* Data excerpts
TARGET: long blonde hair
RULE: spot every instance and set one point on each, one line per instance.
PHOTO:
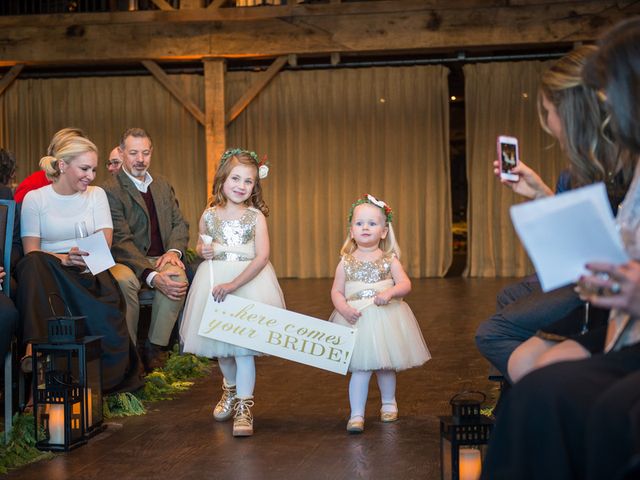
(226, 165)
(592, 154)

* Task to complete
All of the data above needs to be retyped exactly, with the pictures removed.

* Exercise output
TARGET: long blonde hair
RULE: spot every instance and set one point on each, one line per instance.
PHOTO:
(226, 165)
(592, 154)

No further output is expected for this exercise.